_What you will do_: Look through the material below and show every line with the word "rock".
*** Block opens ***
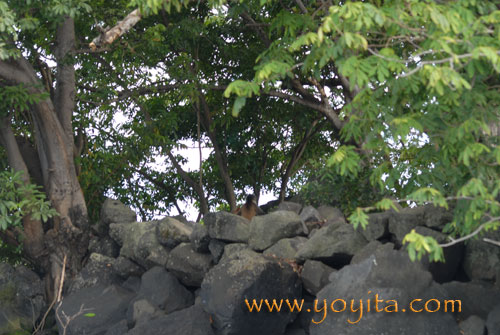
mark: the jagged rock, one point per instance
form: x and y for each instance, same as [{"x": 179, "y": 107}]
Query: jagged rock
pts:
[
  {"x": 171, "y": 232},
  {"x": 377, "y": 226},
  {"x": 109, "y": 304},
  {"x": 200, "y": 238},
  {"x": 21, "y": 299},
  {"x": 478, "y": 298},
  {"x": 140, "y": 311},
  {"x": 482, "y": 260},
  {"x": 105, "y": 246},
  {"x": 139, "y": 242},
  {"x": 125, "y": 268},
  {"x": 268, "y": 229},
  {"x": 315, "y": 276},
  {"x": 187, "y": 265},
  {"x": 331, "y": 214},
  {"x": 493, "y": 321},
  {"x": 248, "y": 275},
  {"x": 289, "y": 206},
  {"x": 473, "y": 325},
  {"x": 286, "y": 248},
  {"x": 113, "y": 211},
  {"x": 227, "y": 227},
  {"x": 189, "y": 321},
  {"x": 216, "y": 248},
  {"x": 368, "y": 250},
  {"x": 336, "y": 243},
  {"x": 386, "y": 275},
  {"x": 118, "y": 328},
  {"x": 310, "y": 214},
  {"x": 164, "y": 291},
  {"x": 442, "y": 271},
  {"x": 98, "y": 271}
]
*** Block closes ***
_Result_:
mark: the jagged rock, one point per instance
Query: jagged rock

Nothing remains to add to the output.